* [PAGE TEXT]:
□ □ □ □

It should be noted that climate, soil, cultivar, and management practices have been changing during past decades. Nonetheless, we did not focus on the effects of cultivar change but on the responses of current maize planting to climate change. Thus, we used one calibrated cultivar and kept soil inherent properties and other management practices constant over the study period. Moreover, to exclude any “carry-over” effects from previous seasons, initial soil water and nitrogen were reset to 20% of maximum soil available water and 80 kg ha−1 NO3-N and 12.5 kg ha−1 NH4-N on the 1st of January each year. Fallow was performed prior to sowing.

2.5 Identification of temperature sensitivity

We implemented a widely used panel data model, ordinary least squares regression with quadratic terms (Deng et al., 2020; Schlenker and Lobell, 2010; Zhu et al., 2019), to estimate temperature sensitivity of maize yield (SY,T). Growing season mean temperature (T), total precipitation (P), and mean solar radiation (R) were used as the explanatory variables.

$$ \ln \left({Yield}_{i,t}\right)={a}_1{T}_{i,t}+{a}_2{T}_{i,t}^2+{b}_1{P}_{i,t}+{b}_2{P}_{i,t}^2+{c}_1{R}_{i,t}+{c}_2{R}_{i,t}^2+\varepsilon $$
(1)

where ln(Yieldi, t) is the natural logarithm of yield at grid i in year t. As the APSIM model simulated maize yield can be viewed as climate-driven yield, we did not normalize for longitudinal yield gains associated with technological progress (e.g., breeding, fertilizer, and pesticide application). Quadratic terms are included for three climatic variables to simulate their nonlinear impacts on maize yield. a, b, and c are regression coefficients. ε represents the model error term. Then, the SY,T can be defined as

$$ {S}_{Y,T}=\frac{\partial Y}{\partial T}\bullet 100\%=\left({a}_1+2{a}_2\overline{T_i}\right)\bullet 100\% $$
(2)

□ □ □ □

* [ITEMS]:

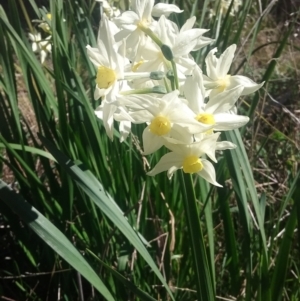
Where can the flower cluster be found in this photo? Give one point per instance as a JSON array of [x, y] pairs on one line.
[[146, 75]]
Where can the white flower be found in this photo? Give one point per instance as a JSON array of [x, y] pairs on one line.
[[216, 112], [218, 79], [166, 117], [187, 157], [180, 42], [135, 21], [107, 113], [43, 47], [160, 9], [109, 63]]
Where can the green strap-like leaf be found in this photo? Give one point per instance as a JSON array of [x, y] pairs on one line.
[[51, 236], [93, 188]]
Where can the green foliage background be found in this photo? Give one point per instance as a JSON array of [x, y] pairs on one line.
[[80, 219]]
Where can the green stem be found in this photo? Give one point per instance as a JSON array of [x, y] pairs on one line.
[[204, 281], [175, 74]]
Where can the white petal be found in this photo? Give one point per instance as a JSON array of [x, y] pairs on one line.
[[165, 9], [127, 18], [96, 57], [226, 121], [194, 90], [108, 119], [223, 145], [167, 162], [148, 6], [225, 61], [43, 56], [125, 129], [202, 42], [188, 24], [208, 173], [211, 64], [151, 142]]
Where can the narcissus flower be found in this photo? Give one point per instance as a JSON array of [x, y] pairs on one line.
[[216, 112], [166, 117], [134, 22], [188, 158], [218, 80], [43, 47], [109, 63]]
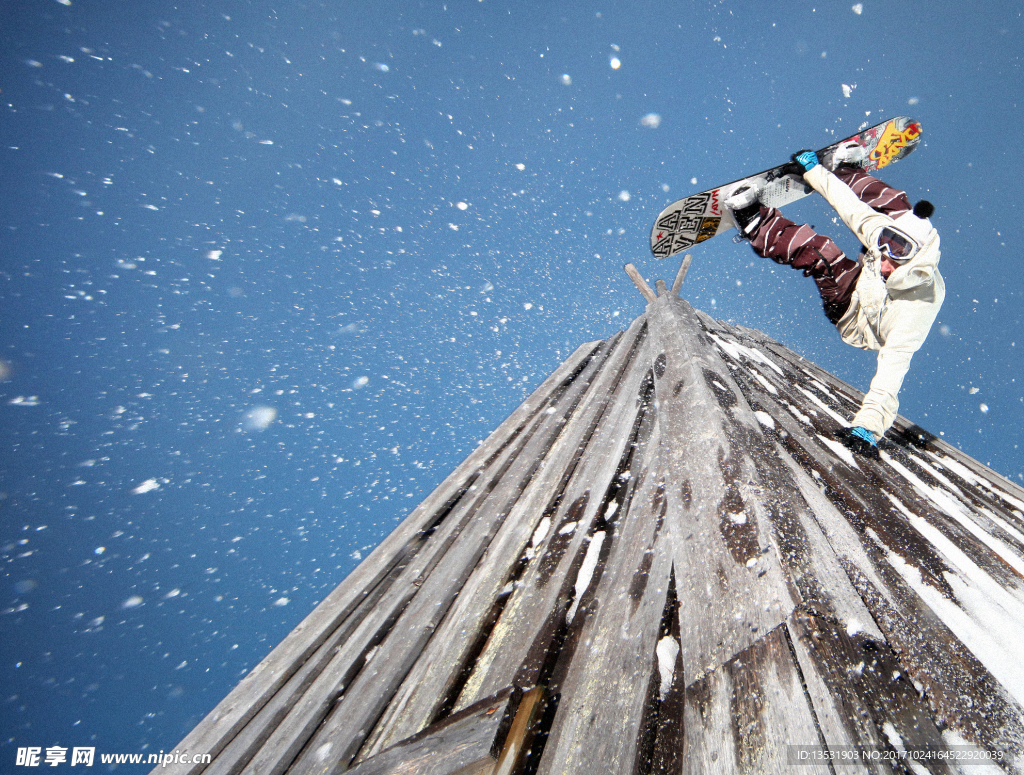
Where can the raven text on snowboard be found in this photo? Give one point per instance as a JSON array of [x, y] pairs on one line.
[[701, 216]]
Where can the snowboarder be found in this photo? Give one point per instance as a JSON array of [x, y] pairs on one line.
[[887, 300]]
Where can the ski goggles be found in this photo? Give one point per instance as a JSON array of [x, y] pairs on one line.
[[896, 245]]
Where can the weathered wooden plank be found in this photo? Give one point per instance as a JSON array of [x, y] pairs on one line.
[[640, 283], [404, 600], [353, 717], [728, 576], [601, 709], [741, 717], [273, 672], [437, 671], [518, 738], [544, 588], [868, 701], [466, 743], [298, 708], [931, 654], [681, 274]]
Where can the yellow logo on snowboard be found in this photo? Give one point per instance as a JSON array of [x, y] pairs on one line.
[[892, 142]]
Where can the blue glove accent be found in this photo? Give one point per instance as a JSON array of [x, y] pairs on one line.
[[864, 434], [807, 159]]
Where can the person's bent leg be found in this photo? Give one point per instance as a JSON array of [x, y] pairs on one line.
[[875, 192], [802, 248]]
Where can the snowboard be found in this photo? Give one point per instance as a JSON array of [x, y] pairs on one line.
[[701, 216]]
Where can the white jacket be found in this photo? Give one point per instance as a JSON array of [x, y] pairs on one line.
[[893, 317]]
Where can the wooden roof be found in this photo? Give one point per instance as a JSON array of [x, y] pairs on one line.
[[663, 561]]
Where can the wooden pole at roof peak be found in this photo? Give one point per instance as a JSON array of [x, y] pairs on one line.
[[662, 562]]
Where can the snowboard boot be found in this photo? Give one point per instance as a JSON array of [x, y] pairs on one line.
[[850, 154], [745, 208]]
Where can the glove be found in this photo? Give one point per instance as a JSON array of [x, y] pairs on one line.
[[859, 440], [806, 159]]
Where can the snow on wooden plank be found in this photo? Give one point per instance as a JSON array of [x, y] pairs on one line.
[[435, 677], [742, 716], [466, 743]]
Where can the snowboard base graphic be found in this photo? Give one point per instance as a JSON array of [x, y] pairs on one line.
[[701, 216]]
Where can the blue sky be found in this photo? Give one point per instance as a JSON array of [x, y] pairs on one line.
[[269, 271]]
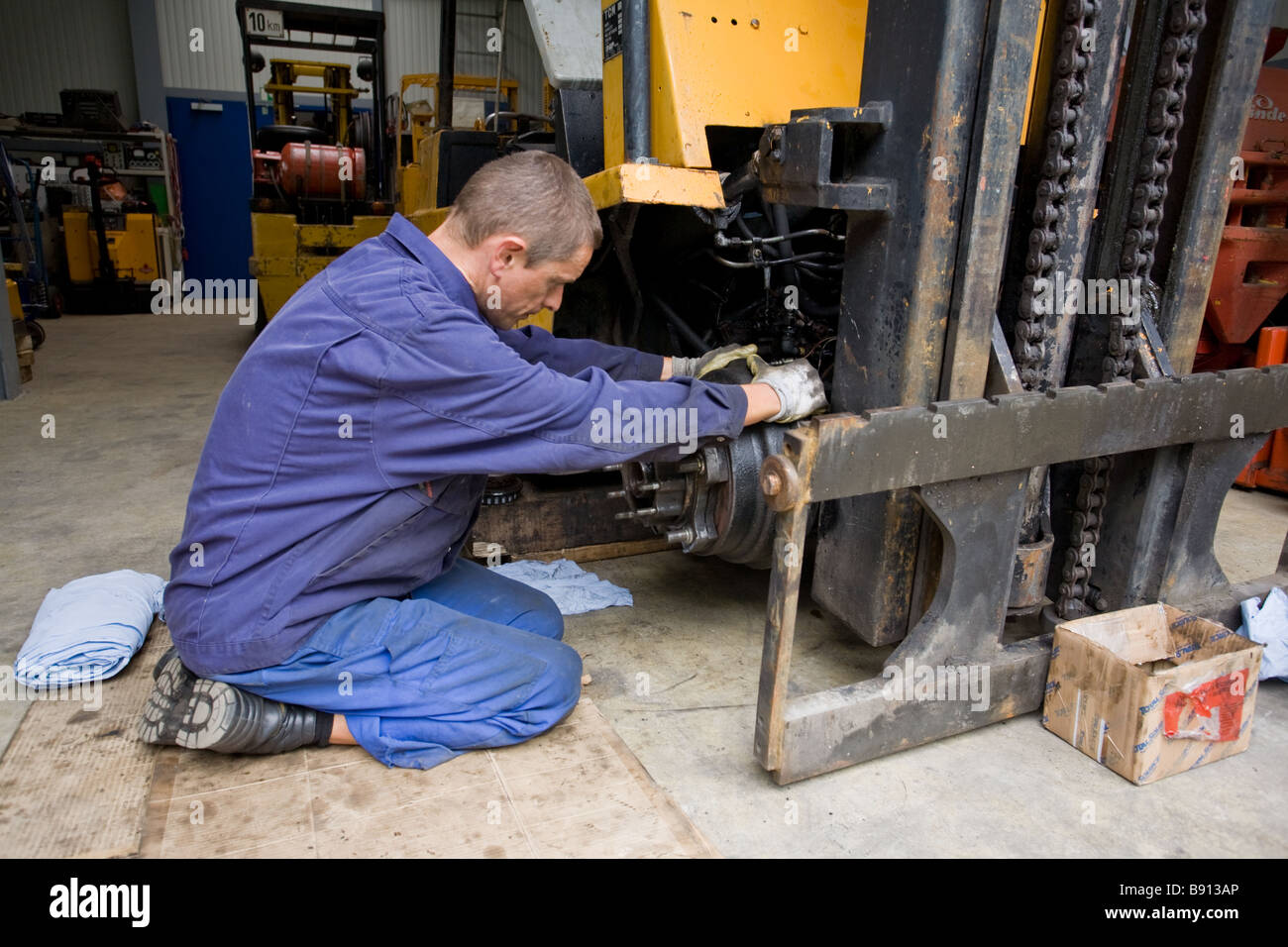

□ □ □ □

* [GOAL]: Rewrite the stretch of the maize yield text from "It should be" through "prior to sowing.", substituting "variety" for "cultivar". The items have nothing to do with the maize yield text.

* [EXERCISE OUTPUT]:
It should be noted that climate, soil, variety, and management practices have been changing during past decades. Nonetheless, we did not focus on the effects of variety change but on the responses of current maize planting to climate change. Thus, we used one calibrated variety and kept soil inherent properties and other management practices constant over the study period. Moreover, to exclude any “carry-over” effects from previous seasons, initial soil water and nitrogen were reset to 20% of maximum soil available water and 80 kg ha−1 NO3-N and 12.5 kg ha−1 NH4-N on the 1st of January each year. Fallow was performed prior to sowing.